▶ [TASK PROMPT]:
Your task is to return the line containing "Could you point out the white lamp" and each line after it through the end of the entries, exactly, with no other lines.

====== RECORDS FOR PROCESSING ======

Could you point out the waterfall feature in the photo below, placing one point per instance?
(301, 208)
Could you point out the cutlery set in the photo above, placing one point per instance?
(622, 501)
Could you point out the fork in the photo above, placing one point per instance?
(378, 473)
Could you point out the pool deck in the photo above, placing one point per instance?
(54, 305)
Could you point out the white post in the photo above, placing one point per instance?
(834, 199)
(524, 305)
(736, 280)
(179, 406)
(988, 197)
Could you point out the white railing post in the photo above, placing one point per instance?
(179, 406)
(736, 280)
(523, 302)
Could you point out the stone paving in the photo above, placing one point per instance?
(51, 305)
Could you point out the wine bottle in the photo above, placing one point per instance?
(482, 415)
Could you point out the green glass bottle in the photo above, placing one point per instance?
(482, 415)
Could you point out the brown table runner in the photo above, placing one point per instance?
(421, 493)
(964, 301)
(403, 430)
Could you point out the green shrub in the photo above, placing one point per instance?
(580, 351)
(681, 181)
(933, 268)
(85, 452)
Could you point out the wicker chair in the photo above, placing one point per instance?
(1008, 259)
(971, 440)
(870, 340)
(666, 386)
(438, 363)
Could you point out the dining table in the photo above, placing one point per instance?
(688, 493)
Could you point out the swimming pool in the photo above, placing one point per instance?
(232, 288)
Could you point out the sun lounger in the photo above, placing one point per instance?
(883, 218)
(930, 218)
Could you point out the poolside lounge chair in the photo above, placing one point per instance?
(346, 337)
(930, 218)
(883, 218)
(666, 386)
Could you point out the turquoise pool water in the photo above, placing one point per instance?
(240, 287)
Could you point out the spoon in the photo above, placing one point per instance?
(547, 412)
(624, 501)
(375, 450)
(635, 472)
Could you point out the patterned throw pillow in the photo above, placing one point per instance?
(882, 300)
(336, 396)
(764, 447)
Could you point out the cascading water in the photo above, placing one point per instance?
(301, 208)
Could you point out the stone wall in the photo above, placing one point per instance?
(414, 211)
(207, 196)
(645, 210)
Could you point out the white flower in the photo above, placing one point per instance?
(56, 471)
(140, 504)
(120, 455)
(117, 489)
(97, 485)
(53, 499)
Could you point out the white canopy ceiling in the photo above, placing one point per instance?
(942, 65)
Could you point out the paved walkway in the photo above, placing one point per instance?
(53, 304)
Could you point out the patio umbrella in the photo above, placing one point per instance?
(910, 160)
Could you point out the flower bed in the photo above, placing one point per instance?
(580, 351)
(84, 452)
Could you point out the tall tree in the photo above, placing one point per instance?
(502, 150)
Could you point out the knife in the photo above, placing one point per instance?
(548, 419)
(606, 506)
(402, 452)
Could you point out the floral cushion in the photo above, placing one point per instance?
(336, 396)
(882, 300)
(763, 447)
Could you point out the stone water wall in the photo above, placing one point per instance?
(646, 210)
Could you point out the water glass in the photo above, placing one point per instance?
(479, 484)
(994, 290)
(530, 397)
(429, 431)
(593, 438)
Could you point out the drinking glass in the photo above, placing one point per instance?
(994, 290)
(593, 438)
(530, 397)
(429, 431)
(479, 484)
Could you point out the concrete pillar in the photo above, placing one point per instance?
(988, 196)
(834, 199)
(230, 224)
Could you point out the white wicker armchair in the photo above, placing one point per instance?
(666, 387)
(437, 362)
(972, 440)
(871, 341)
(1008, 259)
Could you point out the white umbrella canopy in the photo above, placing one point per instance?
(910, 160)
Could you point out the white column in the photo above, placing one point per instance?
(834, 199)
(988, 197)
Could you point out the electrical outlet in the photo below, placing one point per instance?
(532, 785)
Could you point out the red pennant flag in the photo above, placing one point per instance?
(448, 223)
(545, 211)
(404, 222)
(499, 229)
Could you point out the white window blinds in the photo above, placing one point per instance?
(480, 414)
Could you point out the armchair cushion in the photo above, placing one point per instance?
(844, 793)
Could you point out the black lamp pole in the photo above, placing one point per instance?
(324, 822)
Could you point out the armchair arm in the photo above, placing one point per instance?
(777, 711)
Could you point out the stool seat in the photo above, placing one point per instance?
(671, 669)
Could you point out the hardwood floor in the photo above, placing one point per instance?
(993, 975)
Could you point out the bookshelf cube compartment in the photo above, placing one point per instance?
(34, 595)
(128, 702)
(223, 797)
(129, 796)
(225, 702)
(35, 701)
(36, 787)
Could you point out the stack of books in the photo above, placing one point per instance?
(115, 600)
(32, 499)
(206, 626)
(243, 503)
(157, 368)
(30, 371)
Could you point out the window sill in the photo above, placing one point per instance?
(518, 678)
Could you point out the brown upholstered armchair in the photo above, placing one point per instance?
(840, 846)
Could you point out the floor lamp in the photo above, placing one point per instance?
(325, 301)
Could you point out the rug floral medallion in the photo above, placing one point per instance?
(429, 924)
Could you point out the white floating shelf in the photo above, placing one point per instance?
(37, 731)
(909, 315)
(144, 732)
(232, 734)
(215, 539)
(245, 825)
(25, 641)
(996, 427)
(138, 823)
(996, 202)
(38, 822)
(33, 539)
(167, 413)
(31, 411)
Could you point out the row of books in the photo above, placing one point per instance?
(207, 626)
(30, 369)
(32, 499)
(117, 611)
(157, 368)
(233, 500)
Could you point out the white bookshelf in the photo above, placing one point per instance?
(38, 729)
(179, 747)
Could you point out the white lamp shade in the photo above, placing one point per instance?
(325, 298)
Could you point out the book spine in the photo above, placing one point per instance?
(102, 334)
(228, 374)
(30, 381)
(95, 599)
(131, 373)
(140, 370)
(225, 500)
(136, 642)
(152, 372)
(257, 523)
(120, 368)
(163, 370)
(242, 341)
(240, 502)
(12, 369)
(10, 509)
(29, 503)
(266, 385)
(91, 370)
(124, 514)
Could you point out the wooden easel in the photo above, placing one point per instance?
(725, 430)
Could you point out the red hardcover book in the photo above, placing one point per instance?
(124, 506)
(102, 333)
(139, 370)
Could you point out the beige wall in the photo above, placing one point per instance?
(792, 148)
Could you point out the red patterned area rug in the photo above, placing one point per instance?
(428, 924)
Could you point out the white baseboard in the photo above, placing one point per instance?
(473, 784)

======

▶ [ANSWER SECTION]:
Could you point out the white lamp shade in the photo above, placing one point per instance?
(325, 298)
Could you point out the book spine in the photo above, placing one point per instance?
(102, 334)
(228, 374)
(30, 381)
(95, 599)
(131, 373)
(140, 370)
(225, 500)
(136, 642)
(152, 372)
(257, 523)
(120, 368)
(163, 370)
(242, 341)
(240, 502)
(12, 369)
(10, 509)
(29, 503)
(266, 385)
(91, 370)
(124, 514)
Could you point out the wooden easel in the photo above, placing one point per instance?
(725, 430)
Could you point out the red hardcover book in the photo above, placing one point per instance?
(124, 506)
(102, 333)
(139, 370)
Could you point out the beige wall in the photo above, placing one point per instance?
(792, 148)
Could you point out the red patterned area rug in the photo above, placing one point per instance?
(428, 924)
Could you point out the white baseboard in the photo above, placing one point per instance?
(473, 784)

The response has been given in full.